Eflak ve Boğdan'da başlayan ayaklanma Mora ile bazı adalara (Sakız, Semadirek, Sisam vs.) da yayıldı. Mora'da, nisan ayında başlatılması planlanan isyan, birkaç sarhoşun havaya ateş etmesi üzerine, yanlışlıkla 17 Mart'ta başlamıştı. Eflak-Boğdan isyanı ve Tepedelenli Ali Paşa isyanıyla ilgilenen Osmanlıların, Mora'yı ihmal etmeleri sonucu buradaki ayaklanma giderek genişledi. Bunun üzerine II. Mahmud, oğluna Girit valiliği vermek şartıyla Mısır Valisi Kavalalı Mehmed Ali Paşa'dan askeri yardım alarak buradaki isyanı bastırmak yoluna gitti.
Avusturya Başbakanı Metternich
AVRUPALI GÖNÜLLÜLER
Yunan isyanı başladığında Rus Çarı I. Aleksandır, İtalya ve İspanya'daki devrimci hareketlerin tartışıldığı Laicbach Konferansı'nda bulunuyordu ve Avusturya Başbakanı Metternich'in etkisi ile bu isyana destek vermedi. Avrupa kamuoyunun Rumları desteklemesine rağmen Fransa, İngiltere ve Prusya, Avusturya'nın da tesiri ile ayaklanma karşısında tarafsız kaldı. Avrupa'daki mevcut dengenin bozulmasını ve ulusal ayaklanmaların başarıya ulaşmasını hiçbir devlet istemiyordu.
Avrupa kamuoyu ise başından itibaren Rumları desteklemekteydi. Avrupa'nın hemen hemen her ülkesinde Helen Dostluk Komiteleri kuruldu ve bunlar Rumlara maddi ve manevi destek sağladı. Avrupa'da yaşayan Rumlar ile İngiltere, Fransa, İtalya, Amerika vs. gibi ülkelerden başka milletlere mensup gönüllüler savaşmak için Mora'ya geldiler.
Eflak-Boğdan ayaklanması sırasında Osmanlıların lehine olan Avrupalı devletlerin tutumu, isyanın Mora'ya sıçraması ile birlikte olumsuz yönde değişti. Bilhassa bu ayaklanmanın aleyhinde olan İngiliz Dışişleri Bakanı Castlereagh'ın Ağustos 1822'de intihar etmesi üzerine, yerine getirilen Cannig bu durumda etkili oldu. Cannig selefinin tersine bir Helenistti ve Hristiyanlık davası olarak gördüğü bu hadiseyi Ruslara bırakmak istemiyordu. Metternich, durumu tekrar kontrol almak için Rum sorununu görüşmek üzere bir kongre toplanmasını sağladı. Petersburg'da toplanan bu kongreye İngiltere katılmadı.
Lord Byron Yunanlı asilerle.
—————
> **Yapılacak Görev**
Yukarıdaki metni iki cümlede özetleyiniz.
—————
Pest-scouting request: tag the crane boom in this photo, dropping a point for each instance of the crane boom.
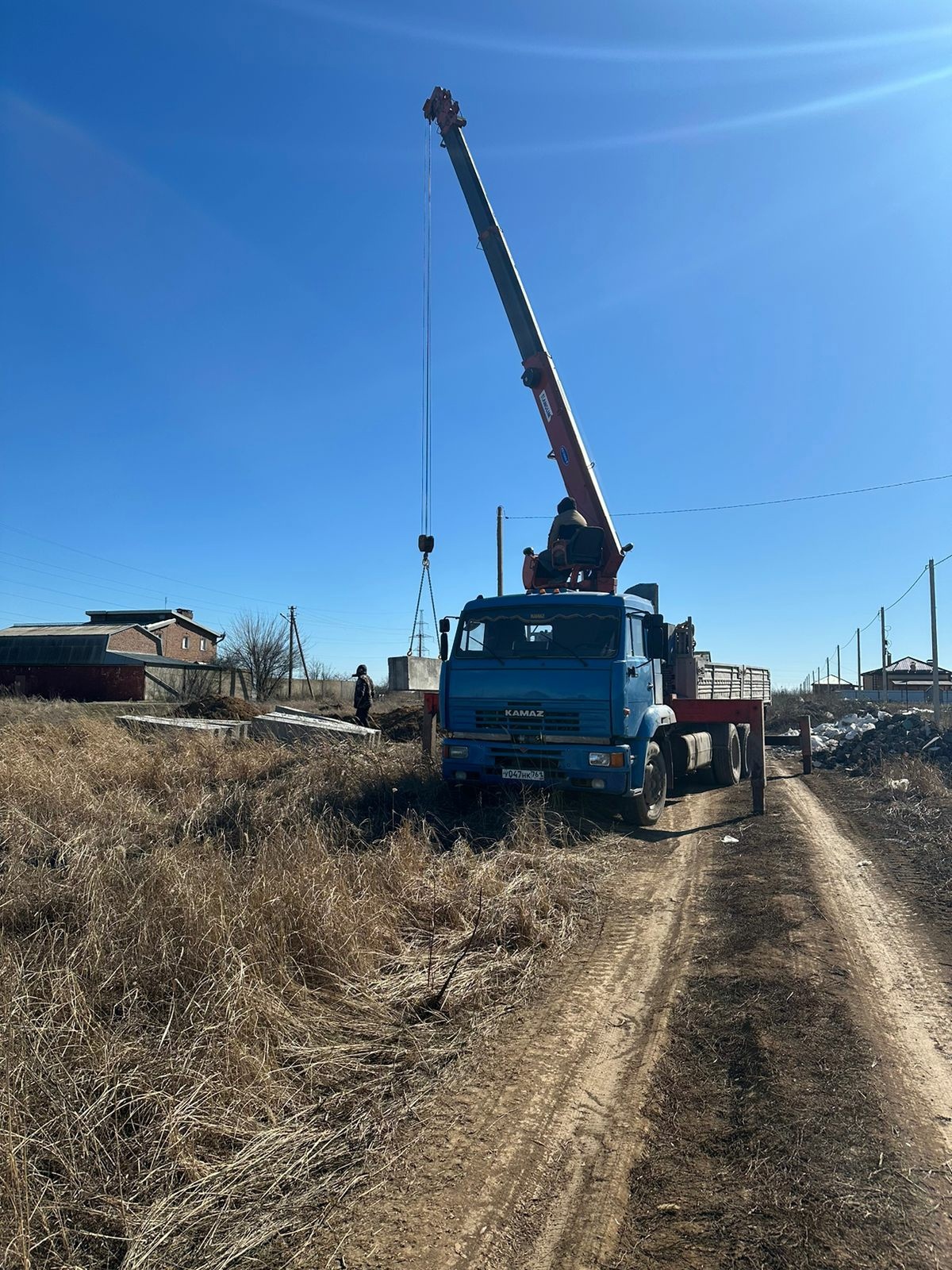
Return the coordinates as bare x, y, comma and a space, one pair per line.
539, 370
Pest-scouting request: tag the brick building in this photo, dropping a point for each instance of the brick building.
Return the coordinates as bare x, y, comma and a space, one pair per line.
94, 662
907, 673
179, 635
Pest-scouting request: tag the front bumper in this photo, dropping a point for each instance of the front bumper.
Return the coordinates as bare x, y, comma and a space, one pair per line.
543, 766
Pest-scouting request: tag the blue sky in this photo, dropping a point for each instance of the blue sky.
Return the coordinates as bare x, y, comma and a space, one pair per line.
733, 222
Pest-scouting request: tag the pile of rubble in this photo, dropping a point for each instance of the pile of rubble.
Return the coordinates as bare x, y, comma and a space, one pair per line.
861, 742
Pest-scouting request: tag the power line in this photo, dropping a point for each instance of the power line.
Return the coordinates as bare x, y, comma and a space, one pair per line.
766, 502
118, 564
908, 590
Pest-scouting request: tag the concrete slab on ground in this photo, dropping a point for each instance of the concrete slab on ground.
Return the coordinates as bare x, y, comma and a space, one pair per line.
304, 729
413, 673
222, 729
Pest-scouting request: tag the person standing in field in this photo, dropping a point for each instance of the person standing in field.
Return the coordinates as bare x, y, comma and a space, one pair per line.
363, 695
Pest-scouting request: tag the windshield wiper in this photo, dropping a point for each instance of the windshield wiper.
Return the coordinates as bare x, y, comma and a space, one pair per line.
493, 653
569, 651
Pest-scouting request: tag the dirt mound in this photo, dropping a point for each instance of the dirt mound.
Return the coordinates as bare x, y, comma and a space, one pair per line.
400, 724
216, 708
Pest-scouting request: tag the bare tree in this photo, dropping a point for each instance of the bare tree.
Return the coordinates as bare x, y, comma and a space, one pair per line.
258, 645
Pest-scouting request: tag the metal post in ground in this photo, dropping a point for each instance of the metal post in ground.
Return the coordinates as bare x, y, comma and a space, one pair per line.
291, 647
805, 747
936, 694
499, 550
885, 672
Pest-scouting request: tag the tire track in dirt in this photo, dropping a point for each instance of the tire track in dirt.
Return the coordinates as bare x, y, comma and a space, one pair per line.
904, 994
533, 1170
772, 1140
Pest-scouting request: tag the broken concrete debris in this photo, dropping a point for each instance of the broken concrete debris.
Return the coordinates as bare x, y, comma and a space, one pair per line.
861, 742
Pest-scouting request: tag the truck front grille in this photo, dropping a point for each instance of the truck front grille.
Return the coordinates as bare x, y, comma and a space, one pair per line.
530, 718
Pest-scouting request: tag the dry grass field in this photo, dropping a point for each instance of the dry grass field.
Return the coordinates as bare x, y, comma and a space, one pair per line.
228, 973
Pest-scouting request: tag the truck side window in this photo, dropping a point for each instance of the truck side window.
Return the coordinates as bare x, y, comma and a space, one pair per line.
636, 637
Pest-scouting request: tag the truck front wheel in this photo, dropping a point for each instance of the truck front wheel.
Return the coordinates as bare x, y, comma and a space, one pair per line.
645, 810
727, 757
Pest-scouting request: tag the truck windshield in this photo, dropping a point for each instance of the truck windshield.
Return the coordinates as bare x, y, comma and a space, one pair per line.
505, 634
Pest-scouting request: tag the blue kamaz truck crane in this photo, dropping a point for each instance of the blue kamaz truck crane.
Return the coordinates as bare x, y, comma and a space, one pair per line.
571, 685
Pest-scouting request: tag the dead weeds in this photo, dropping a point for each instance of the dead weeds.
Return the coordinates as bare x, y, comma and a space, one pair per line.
219, 988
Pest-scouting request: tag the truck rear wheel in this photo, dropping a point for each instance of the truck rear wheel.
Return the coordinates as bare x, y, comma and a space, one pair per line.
727, 757
645, 810
744, 732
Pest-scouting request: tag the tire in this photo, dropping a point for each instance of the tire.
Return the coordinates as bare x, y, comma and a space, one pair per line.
744, 730
645, 810
727, 759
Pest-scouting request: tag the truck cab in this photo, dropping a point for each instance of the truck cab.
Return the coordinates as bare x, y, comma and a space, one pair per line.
555, 690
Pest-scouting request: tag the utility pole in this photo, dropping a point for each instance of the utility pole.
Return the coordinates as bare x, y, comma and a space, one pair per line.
301, 653
882, 638
936, 691
291, 647
499, 550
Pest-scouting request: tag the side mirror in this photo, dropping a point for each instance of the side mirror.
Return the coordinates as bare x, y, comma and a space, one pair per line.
655, 638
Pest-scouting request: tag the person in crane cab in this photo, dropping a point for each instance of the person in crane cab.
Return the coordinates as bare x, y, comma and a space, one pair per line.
566, 524
363, 695
566, 516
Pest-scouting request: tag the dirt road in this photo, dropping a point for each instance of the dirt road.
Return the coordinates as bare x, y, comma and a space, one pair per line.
748, 1064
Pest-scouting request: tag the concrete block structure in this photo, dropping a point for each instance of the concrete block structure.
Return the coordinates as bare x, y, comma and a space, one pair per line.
300, 729
413, 673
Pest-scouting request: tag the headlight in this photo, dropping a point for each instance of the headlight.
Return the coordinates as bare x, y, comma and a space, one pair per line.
606, 759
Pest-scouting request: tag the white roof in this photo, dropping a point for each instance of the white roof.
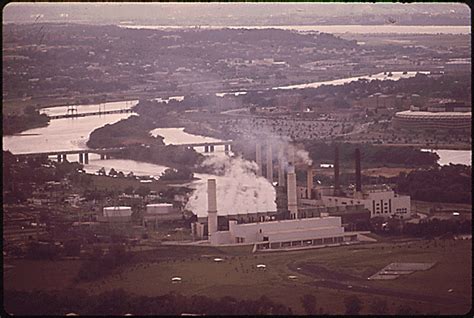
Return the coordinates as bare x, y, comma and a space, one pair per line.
428, 115
117, 208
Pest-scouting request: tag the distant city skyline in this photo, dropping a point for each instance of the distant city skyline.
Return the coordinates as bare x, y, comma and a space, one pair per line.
239, 13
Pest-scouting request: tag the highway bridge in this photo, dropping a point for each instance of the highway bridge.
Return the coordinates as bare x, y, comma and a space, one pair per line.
106, 153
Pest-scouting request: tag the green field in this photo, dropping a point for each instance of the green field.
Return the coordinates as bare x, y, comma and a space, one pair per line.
150, 272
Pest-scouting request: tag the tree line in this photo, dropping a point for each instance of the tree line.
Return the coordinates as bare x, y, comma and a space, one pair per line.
450, 184
119, 302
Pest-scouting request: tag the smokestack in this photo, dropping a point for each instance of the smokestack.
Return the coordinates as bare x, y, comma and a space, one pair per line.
269, 163
291, 191
358, 178
336, 171
309, 182
258, 158
281, 168
211, 207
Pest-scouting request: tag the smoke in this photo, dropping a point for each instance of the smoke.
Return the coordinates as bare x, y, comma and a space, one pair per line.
239, 190
302, 156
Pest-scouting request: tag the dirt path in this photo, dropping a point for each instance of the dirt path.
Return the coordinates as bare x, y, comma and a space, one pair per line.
341, 281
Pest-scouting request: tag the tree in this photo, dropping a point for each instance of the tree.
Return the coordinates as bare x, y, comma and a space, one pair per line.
405, 310
309, 303
128, 190
379, 307
143, 191
72, 248
353, 305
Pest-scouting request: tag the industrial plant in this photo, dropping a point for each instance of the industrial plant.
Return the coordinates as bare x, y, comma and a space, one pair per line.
306, 216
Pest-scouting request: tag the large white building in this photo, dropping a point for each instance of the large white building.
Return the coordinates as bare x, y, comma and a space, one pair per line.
292, 233
285, 233
422, 120
380, 201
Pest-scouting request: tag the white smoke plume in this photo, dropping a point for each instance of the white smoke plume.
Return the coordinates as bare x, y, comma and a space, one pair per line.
239, 190
303, 156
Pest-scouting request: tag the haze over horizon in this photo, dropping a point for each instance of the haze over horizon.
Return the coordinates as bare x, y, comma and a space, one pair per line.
232, 14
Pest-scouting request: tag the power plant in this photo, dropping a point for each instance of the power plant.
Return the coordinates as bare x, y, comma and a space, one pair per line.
306, 215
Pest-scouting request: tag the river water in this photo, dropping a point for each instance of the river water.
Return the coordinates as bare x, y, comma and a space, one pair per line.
446, 156
379, 76
73, 133
337, 29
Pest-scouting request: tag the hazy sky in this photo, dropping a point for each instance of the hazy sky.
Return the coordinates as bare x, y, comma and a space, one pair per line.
220, 13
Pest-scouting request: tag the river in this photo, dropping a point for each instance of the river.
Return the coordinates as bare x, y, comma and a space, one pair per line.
446, 156
72, 133
337, 29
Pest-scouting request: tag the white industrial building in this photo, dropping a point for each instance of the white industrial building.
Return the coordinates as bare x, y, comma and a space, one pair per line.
274, 234
380, 201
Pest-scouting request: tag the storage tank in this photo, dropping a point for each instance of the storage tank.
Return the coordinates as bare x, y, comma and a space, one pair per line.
—————
> **Yanıt**
Eflak ve Boğdan'da başlayan ayaklanma Mora'ya ve bazı adalara yayıldı; Osmanlıların ihmali sonucu Mora'da genişleyen isyanı bastırmak için II. Mahmud, Mısır Valisi Kavalalı Mehmed Ali Paşa'dan askeri yardım aldı. Avrupa kamuoyu Rumları desteklerken Fransa, İngiltere ve Prusya başta tarafsız kaldı; ancak isyanın Mora'ya sıçramasıyla Avrupalı devletlerin tutumu olumsuz yönde değişti ve bunda Castlereagh'ın yerine gelen Helenist Cannig etkili oldu.